**GIVEN DATA**

::::::::::

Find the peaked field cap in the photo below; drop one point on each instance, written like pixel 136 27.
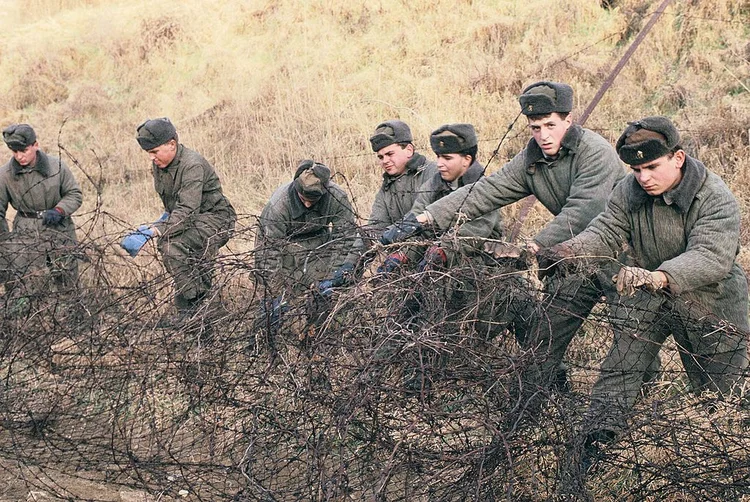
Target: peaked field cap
pixel 453 138
pixel 155 132
pixel 19 136
pixel 543 98
pixel 647 139
pixel 390 132
pixel 311 179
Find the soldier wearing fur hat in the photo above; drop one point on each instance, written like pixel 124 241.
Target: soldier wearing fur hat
pixel 45 194
pixel 404 171
pixel 456 148
pixel 305 230
pixel 198 219
pixel 683 225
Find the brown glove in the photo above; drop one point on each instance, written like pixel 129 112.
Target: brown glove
pixel 630 278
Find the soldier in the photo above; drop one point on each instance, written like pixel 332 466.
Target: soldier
pixel 404 171
pixel 198 218
pixel 456 148
pixel 571 170
pixel 683 225
pixel 305 230
pixel 45 194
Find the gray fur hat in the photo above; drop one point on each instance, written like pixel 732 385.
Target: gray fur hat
pixel 543 98
pixel 647 139
pixel 388 133
pixel 19 136
pixel 155 132
pixel 453 138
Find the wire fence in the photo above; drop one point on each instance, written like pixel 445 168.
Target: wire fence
pixel 408 386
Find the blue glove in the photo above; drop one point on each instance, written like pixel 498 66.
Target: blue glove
pixel 134 241
pixel 402 230
pixel 52 217
pixel 392 262
pixel 164 217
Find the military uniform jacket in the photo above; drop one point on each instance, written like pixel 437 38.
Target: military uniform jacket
pixel 394 200
pixel 487 224
pixel 288 231
pixel 691 233
pixel 574 186
pixel 47 185
pixel 191 192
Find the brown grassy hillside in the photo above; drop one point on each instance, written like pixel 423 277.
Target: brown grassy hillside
pixel 258 85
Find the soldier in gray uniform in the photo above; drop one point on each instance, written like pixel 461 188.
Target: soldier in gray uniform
pixel 404 171
pixel 45 194
pixel 456 148
pixel 198 218
pixel 305 230
pixel 683 225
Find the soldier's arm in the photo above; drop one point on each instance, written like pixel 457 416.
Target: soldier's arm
pixel 72 197
pixel 490 193
pixel 598 169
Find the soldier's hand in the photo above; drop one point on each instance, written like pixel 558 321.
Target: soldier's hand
pixel 409 226
pixel 630 278
pixel 52 217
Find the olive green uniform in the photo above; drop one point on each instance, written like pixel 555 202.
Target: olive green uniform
pixel 201 221
pixel 31 191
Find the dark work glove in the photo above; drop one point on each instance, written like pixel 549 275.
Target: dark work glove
pixel 392 262
pixel 556 259
pixel 340 278
pixel 52 217
pixel 434 259
pixel 402 230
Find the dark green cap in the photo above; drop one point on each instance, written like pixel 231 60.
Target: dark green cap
pixel 453 138
pixel 19 136
pixel 155 132
pixel 388 133
pixel 647 139
pixel 543 98
pixel 311 179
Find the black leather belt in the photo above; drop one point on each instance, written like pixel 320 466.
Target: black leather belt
pixel 34 214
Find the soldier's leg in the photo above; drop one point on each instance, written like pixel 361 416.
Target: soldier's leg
pixel 640 327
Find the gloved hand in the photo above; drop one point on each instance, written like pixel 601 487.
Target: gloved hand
pixel 402 230
pixel 164 217
pixel 52 217
pixel 630 278
pixel 340 278
pixel 392 262
pixel 434 259
pixel 134 241
pixel 271 312
pixel 552 259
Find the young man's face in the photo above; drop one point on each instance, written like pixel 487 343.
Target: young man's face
pixel 393 158
pixel 549 131
pixel 27 156
pixel 452 165
pixel 162 155
pixel 660 175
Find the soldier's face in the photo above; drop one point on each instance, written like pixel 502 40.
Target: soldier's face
pixel 452 165
pixel 660 175
pixel 162 155
pixel 393 158
pixel 27 156
pixel 548 132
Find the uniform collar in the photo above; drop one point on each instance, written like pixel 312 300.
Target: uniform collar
pixel 42 165
pixel 694 174
pixel 568 145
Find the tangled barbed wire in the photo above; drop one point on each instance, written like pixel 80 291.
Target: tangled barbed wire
pixel 401 387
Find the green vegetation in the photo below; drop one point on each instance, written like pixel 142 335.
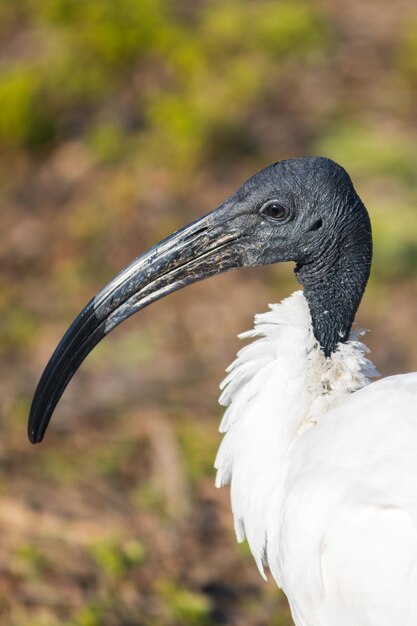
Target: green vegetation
pixel 121 120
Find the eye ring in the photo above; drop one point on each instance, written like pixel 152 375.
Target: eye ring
pixel 275 211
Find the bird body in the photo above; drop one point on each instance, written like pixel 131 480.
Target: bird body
pixel 322 462
pixel 323 471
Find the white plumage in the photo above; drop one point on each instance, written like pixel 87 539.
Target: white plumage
pixel 323 472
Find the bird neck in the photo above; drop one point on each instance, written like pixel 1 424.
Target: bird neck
pixel 334 282
pixel 279 386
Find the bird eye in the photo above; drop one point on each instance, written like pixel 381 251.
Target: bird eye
pixel 275 211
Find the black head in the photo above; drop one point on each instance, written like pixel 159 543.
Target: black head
pixel 303 210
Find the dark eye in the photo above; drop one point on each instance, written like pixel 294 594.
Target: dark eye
pixel 275 211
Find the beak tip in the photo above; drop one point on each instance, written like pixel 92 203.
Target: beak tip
pixel 35 434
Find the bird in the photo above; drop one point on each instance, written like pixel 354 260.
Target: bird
pixel 319 451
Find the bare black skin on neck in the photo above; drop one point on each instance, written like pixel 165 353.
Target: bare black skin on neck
pixel 324 228
pixel 335 280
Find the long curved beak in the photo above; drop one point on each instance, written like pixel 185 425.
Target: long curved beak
pixel 202 249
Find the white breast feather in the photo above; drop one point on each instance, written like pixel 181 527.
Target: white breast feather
pixel 277 387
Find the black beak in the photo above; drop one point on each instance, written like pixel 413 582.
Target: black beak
pixel 206 247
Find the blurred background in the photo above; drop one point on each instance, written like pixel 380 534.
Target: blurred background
pixel 121 121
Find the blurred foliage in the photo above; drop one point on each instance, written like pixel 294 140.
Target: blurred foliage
pixel 119 122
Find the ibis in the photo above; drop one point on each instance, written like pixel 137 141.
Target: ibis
pixel 320 457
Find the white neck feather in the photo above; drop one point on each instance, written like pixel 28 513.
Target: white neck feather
pixel 278 386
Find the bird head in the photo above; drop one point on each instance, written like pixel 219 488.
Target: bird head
pixel 303 210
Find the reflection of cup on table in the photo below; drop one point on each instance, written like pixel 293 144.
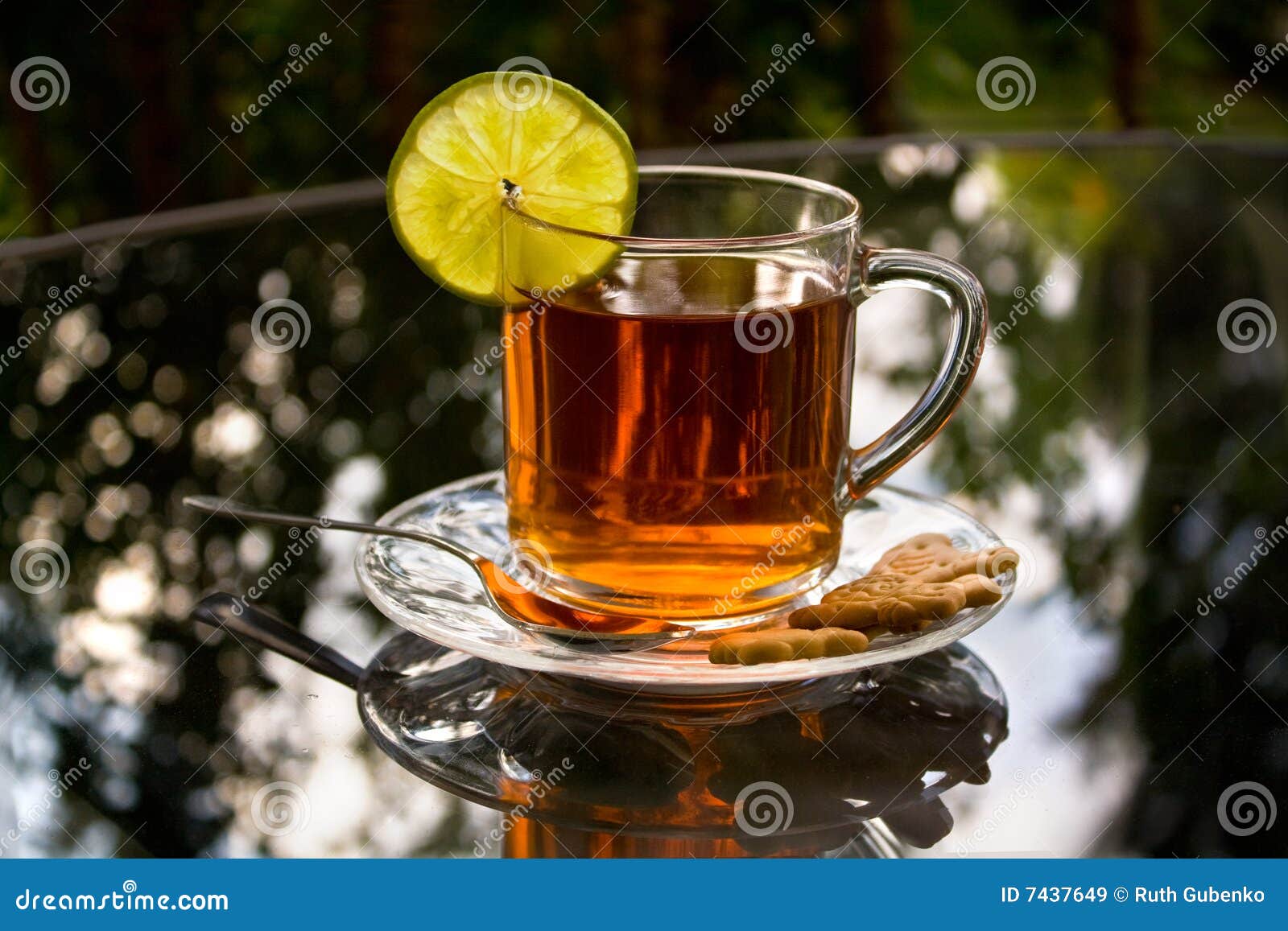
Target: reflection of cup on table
pixel 676 431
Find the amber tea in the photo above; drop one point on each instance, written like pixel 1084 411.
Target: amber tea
pixel 658 443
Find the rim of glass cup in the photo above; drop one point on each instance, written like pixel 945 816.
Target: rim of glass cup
pixel 853 214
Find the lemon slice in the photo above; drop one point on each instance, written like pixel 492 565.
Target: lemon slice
pixel 502 142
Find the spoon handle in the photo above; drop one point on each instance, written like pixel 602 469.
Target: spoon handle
pixel 209 504
pixel 242 620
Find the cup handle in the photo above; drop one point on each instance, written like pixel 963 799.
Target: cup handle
pixel 881 270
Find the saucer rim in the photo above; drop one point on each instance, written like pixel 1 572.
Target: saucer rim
pixel 676 679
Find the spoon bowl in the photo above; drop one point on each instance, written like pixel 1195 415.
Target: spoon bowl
pixel 510 599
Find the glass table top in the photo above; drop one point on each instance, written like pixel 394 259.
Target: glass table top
pixel 1126 435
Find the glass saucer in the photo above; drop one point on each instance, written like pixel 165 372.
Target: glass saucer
pixel 438 596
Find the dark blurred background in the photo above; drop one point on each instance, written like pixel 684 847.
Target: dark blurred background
pixel 1114 435
pixel 158 85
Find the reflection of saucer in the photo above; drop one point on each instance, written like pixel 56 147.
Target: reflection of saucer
pixel 803 768
pixel 438 596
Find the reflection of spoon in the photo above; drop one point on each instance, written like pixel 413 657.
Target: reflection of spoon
pixel 509 598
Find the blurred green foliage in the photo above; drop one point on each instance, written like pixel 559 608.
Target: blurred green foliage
pixel 154 89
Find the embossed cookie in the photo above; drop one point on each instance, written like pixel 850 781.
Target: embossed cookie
pixel 931 557
pixel 779 645
pixel 889 600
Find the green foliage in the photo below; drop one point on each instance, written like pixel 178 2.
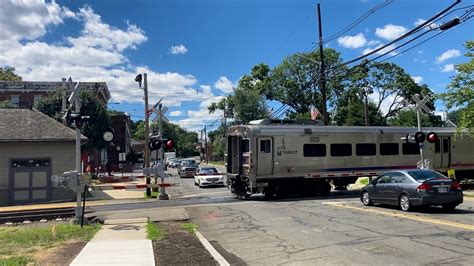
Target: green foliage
pixel 154 232
pixel 246 103
pixel 217 138
pixel 15 261
pixel 98 123
pixel 407 118
pixel 8 74
pixel 185 141
pixel 461 91
pixel 189 226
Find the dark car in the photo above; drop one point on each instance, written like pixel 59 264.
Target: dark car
pixel 411 188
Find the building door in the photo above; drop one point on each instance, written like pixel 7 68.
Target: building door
pixel 265 156
pixel 30 181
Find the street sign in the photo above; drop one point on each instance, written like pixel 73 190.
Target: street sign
pixel 122 156
pixel 155 170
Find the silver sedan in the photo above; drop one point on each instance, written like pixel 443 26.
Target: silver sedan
pixel 411 188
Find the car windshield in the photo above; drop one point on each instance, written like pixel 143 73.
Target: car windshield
pixel 422 175
pixel 210 170
pixel 189 162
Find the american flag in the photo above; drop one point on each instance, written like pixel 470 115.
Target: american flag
pixel 314 112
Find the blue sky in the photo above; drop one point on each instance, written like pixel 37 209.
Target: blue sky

::::::::::

**WHAT IS EXPECTED**
Can you format the records from the line with "Find the young" up to and including the line with "pixel 35 434" as a two-column CSV headed record_text and answer, one row per record, with each value in a single quoted field and line breaks changed to spaces? Leave the pictures out.

**RESPONSE TO THIS EXERCISE**
record_text,answer
"Find the young man's face in the photo above; drop one point on each instance, written like pixel 487 343. Target: young man's face","pixel 393 158 pixel 549 131 pixel 27 156 pixel 452 165 pixel 162 155 pixel 660 175"
"Find the soldier's face in the photo above; drop one point on each instance, written like pixel 502 40. Target: soldier's face","pixel 452 165 pixel 660 175 pixel 162 155 pixel 393 158 pixel 27 156 pixel 548 132"
"Find the uniform collar in the photo above; drop one point on each instance, written like pixel 312 300. Target: uniform collar","pixel 42 165 pixel 694 174 pixel 568 145"
"Find the tangled barbed wire in the photo above; drop one point on each instance, written like pixel 80 291. Target: tangled barbed wire","pixel 401 387"
"Find the green vegetation in the photo below; drop one point on each instance, written like pixel 142 335. Target: green vegetation","pixel 121 120"
"Find the eye ring in the photo above; drop one point on each instance, written like pixel 152 375. Target: eye ring","pixel 275 211"
"Find the bird body in the photo above; drop one point on each instance, written like pixel 131 480. Target: bird body","pixel 322 462 pixel 323 471"
"Find the white plumage in the photo above; drop one point on each instance, written like pixel 87 539. Target: white plumage","pixel 323 472"
"Find the bird neck in the photo above; drop one point on each instance, written like pixel 1 424. Target: bird neck","pixel 334 282 pixel 279 386"
"Find the bird eye in the photo above; drop one point on each instance, written like pixel 381 251. Target: bird eye","pixel 275 211"
"Find the black head in the photo above; drop one point on each instance, written like pixel 159 543. Target: black head","pixel 303 210"
"Find the dark eye in the photo above; drop one point on each instance, written like pixel 294 594. Target: dark eye","pixel 275 211"
"Find the beak tip in the photo above; drop one point on each instance, written like pixel 92 203. Target: beak tip","pixel 35 434"